▸ Photo-based referring expression data
____
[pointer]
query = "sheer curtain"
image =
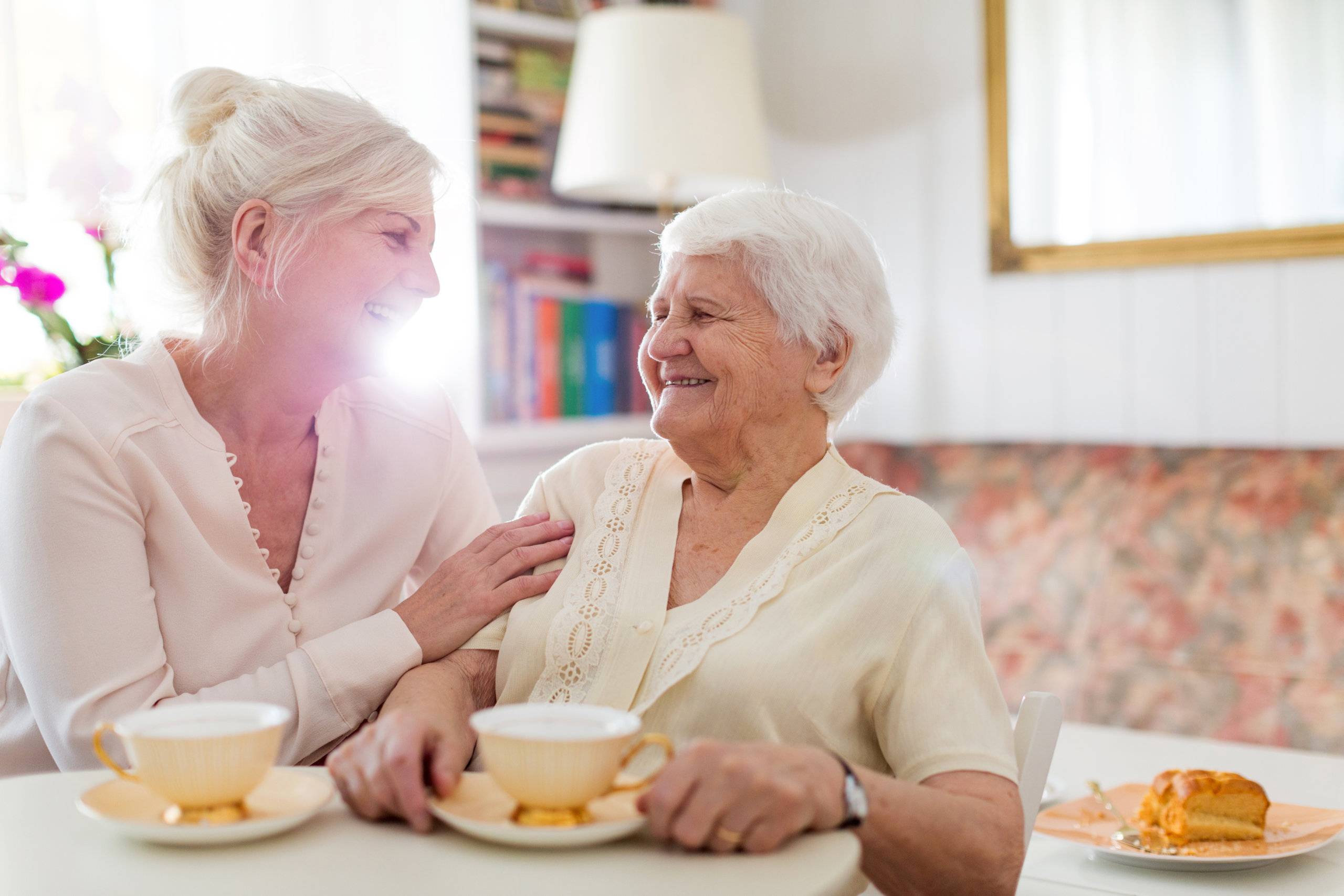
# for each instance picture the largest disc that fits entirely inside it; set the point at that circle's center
(90, 83)
(1135, 119)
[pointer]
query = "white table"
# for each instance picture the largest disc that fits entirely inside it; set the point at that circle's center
(47, 848)
(1119, 755)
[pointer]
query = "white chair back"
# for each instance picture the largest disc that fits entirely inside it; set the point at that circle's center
(1035, 734)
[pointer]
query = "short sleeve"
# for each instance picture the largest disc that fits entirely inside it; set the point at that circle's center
(941, 708)
(492, 636)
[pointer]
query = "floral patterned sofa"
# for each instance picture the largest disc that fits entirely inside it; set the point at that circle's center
(1194, 592)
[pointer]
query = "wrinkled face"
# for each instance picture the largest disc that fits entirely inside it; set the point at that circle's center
(356, 285)
(713, 361)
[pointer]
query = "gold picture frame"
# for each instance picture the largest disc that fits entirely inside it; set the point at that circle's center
(1006, 256)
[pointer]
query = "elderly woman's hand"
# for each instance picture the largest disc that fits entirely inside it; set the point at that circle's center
(745, 796)
(381, 770)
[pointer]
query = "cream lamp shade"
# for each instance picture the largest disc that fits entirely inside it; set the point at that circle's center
(663, 109)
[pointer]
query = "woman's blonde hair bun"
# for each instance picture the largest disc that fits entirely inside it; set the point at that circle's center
(316, 155)
(206, 99)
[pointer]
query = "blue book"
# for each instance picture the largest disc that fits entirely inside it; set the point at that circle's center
(601, 343)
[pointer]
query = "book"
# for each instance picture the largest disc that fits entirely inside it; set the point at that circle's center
(499, 350)
(601, 340)
(548, 359)
(572, 359)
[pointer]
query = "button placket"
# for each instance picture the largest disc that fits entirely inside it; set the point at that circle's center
(306, 547)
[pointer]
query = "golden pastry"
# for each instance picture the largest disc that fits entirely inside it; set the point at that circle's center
(1195, 805)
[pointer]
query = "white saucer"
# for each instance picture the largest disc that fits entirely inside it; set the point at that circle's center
(284, 800)
(480, 809)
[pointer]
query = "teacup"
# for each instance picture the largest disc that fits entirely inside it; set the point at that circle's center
(203, 758)
(555, 758)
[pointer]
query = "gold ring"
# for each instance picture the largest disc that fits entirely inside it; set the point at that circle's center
(729, 836)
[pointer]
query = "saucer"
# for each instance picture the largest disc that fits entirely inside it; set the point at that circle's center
(479, 808)
(284, 800)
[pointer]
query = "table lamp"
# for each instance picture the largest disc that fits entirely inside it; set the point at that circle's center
(663, 109)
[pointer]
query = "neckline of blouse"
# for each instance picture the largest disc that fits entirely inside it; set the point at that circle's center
(183, 407)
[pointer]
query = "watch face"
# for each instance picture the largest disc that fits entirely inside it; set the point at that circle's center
(857, 801)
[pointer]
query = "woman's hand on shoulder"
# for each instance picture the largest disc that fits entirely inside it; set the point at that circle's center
(484, 579)
(381, 772)
(743, 796)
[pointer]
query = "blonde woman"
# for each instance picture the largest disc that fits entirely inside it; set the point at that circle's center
(248, 513)
(808, 636)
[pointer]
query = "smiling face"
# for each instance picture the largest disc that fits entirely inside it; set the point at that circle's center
(714, 363)
(356, 284)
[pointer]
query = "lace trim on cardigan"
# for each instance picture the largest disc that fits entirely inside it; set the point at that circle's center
(582, 629)
(689, 644)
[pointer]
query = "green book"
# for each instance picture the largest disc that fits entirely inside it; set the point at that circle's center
(572, 359)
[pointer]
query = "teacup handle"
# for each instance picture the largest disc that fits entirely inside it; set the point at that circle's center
(104, 727)
(647, 741)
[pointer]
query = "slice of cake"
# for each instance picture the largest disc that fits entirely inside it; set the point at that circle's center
(1195, 805)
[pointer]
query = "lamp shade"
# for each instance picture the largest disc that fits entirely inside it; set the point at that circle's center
(663, 108)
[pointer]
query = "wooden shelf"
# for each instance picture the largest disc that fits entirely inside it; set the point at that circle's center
(522, 215)
(526, 26)
(563, 436)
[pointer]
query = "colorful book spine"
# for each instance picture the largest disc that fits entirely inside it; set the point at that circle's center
(601, 340)
(572, 359)
(548, 359)
(499, 343)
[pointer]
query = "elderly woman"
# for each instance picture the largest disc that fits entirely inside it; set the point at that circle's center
(814, 632)
(248, 515)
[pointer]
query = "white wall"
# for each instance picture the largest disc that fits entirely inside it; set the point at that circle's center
(878, 105)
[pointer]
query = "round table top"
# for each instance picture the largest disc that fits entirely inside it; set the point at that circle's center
(49, 847)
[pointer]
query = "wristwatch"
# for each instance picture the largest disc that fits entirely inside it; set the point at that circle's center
(855, 797)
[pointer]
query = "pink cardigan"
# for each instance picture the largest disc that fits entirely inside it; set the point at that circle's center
(131, 575)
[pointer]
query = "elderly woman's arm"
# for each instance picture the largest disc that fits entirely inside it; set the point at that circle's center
(421, 729)
(958, 832)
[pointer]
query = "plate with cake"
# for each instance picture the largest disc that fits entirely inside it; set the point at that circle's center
(1193, 820)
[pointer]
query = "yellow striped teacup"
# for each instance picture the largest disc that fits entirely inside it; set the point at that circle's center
(203, 758)
(555, 758)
____
▸ REQUIRED WORK
Word for word, restate the records above and drop the pictures.

▸ THE COMPLETED TASK
[pointer]
query = "sheer curtain"
image =
# for each instance picture the largest disc that fits entirely inside it; set the point at that circle's center
(90, 83)
(1135, 119)
[pointer]
query = "white table"
# for each instance picture the largest disc that fits entirely inside it; set the point at that circle's center
(47, 848)
(1119, 755)
[pointer]
query = "white chair back"
# for each instance picture the largest disc that fits entirely inside it; set the point at that circle's center
(1035, 734)
[pointer]
query = "short sleeve"
# for each instance picture the largest disc that fits entirely inside it; set the point at that circle's center
(941, 708)
(492, 636)
[pointer]
query = "floral patterned sofa"
# for each instance picture the largest disc that fits entirely inside it; set the point at that circle's center
(1194, 592)
[pointer]
query = "wrinkled face"
# for each instance picture the largest disc that fits entirely inside it; set the point at that circle's center
(356, 285)
(713, 361)
[pointer]
query = "gold picture frame"
# for each instance picture the largest disc that fits entirely inside it; set the point at that circle's center
(1006, 256)
[pointer]
query = "elderly woman's hand"
# for each instance picture the largest disc that fits entirely inside it; set the point at that circle's center
(745, 796)
(381, 770)
[pointer]
query = "cream lamp shade"
# for each instance picture the largest disc that fits entirely inside it; set the point at that circle's center
(663, 109)
[pointer]
query = "woman's blonde hair bun"
# for each instance picture the largest disc that fits entirely inside it; set the point at that circle's center
(316, 155)
(206, 99)
[pointer]
query = "blue book"
# for each instance picture the largest disc that fits entirely inside it; set the point at that circle's center
(601, 343)
[pointer]
query = "book"
# for each instance picture the largest disc that fits entirely inside it; set the point at that circle's center
(499, 350)
(601, 340)
(548, 359)
(572, 359)
[pointer]
query = "button placket"
# for each instance picture the largest disc that fits entirely inside it; set the point at that circle's center
(306, 547)
[pointer]
query = "golden pastry"
# for each instance picture the largest disc that fits entirely inside it; set the point at that circle's center
(1195, 805)
[pointer]
query = "white saucer"
# for each instance picture the largest disc that fits entirely inside it; set the point at that circle's center
(284, 800)
(480, 809)
[pointer]
query = "teacup"
# for each instance picture the largest disc that fits entirely inside it; set the point at that circle's center
(203, 758)
(555, 758)
[pointer]
query = "gold ring"
# for each instance picture the largest disc that fits entirely inside it; set the point at that circle's center
(729, 836)
[pointer]
query = "saucer"
# for each instance picture the largest disc that fits entirely inside it; set the point at that circle's center
(479, 808)
(284, 800)
[pointer]
query = "table lamp"
# for each instance picture the largest disc that fits entirely inside it; set the point at that circle's center
(663, 109)
[pointer]
query = "neckline of blouse"
# for each instance picture the largest disc that fits entirely inside it; set the point at that circle's center
(183, 407)
[pointer]
query = "watch face"
# for each instance picture the largest disc that fits entirely inside it; set the point at that circle's center
(857, 801)
[pointer]
query = "woman's hand on shoulder"
# for each instance picture the largest disc that fits entirely inside it; set the point at that circle's center
(484, 579)
(381, 772)
(743, 796)
[pointer]
query = "blonde woman"
# for each instance picture the largest disc that fits entirely inside it; set the point at that circle's center
(248, 513)
(808, 636)
[pointer]
query = "smiling face"
# for each instance picture the largest disc that fits entirely inside it; set the point at that circle's center
(714, 363)
(356, 284)
[pointer]
query = "lace trim on cardigan"
# for each instance picture the largest disc that fits entirely inside it; set the point at that circle's center
(582, 629)
(689, 644)
[pointer]
query = "green book"
# for each instance picture the largest disc that fits entirely inside it; set the point at that circle's center
(572, 359)
[pointer]
query = "teacup handle"
# for each instance picture the largest disc that fits entirely inside it; set the point at that circle's center
(104, 727)
(647, 741)
[pointer]
query = "slice of cake"
# for each instance picture the largest disc that fits entirely inside it; set the point at that circle's center
(1195, 805)
[pointer]
query = "lamp shade"
# for each instance picture the largest disc that fits entirely inside it; set the point at that circle's center
(663, 108)
[pointer]
query = "wooden shelf"
# for each instance picture the largest disc that fits entirely inside it; set the point at that circle's center
(522, 215)
(526, 26)
(563, 436)
[pointer]
query = "colorful book spine"
# for each instance picture the largest disc that fits entirely inside it; set the point at that circle's center
(601, 340)
(572, 359)
(548, 359)
(499, 343)
[pointer]
query = "elderly woman"
# for each instance picture the largest disc that fits entirely inside it; set the point at that circle's center
(814, 632)
(248, 515)
[pointer]
query = "white wall"
# for each instance picture the largest disc that fits entirely inside it; set the point at that circle's center
(878, 105)
[pointer]
query = "round table top"
# for each instance picture the largest disc that fits entirely inside it; set the point at that circle's center
(49, 847)
[pointer]
query = "wristwatch"
# for each instance picture the largest disc that fits entirely inside it; set the point at that circle's center
(855, 797)
[pointer]
query = "pink cardigan"
# for each instance picture the largest disc that fits entirely inside it; set the point at that circle's center
(131, 575)
[pointer]
query = "elderly woman's arm"
# for each instance picture the largest disc that fits entirely inside it; set the point at that circle's center
(421, 729)
(958, 832)
[pointer]
query = "plate with cake"
# for each instance picture the largest disc that fits entirely inside it; set the point at that circle's center
(1193, 820)
[pointer]
query = "yellow striped teacup"
# for each instance picture the largest disc that fits entirely inside it; set the point at that circle's center
(203, 758)
(555, 758)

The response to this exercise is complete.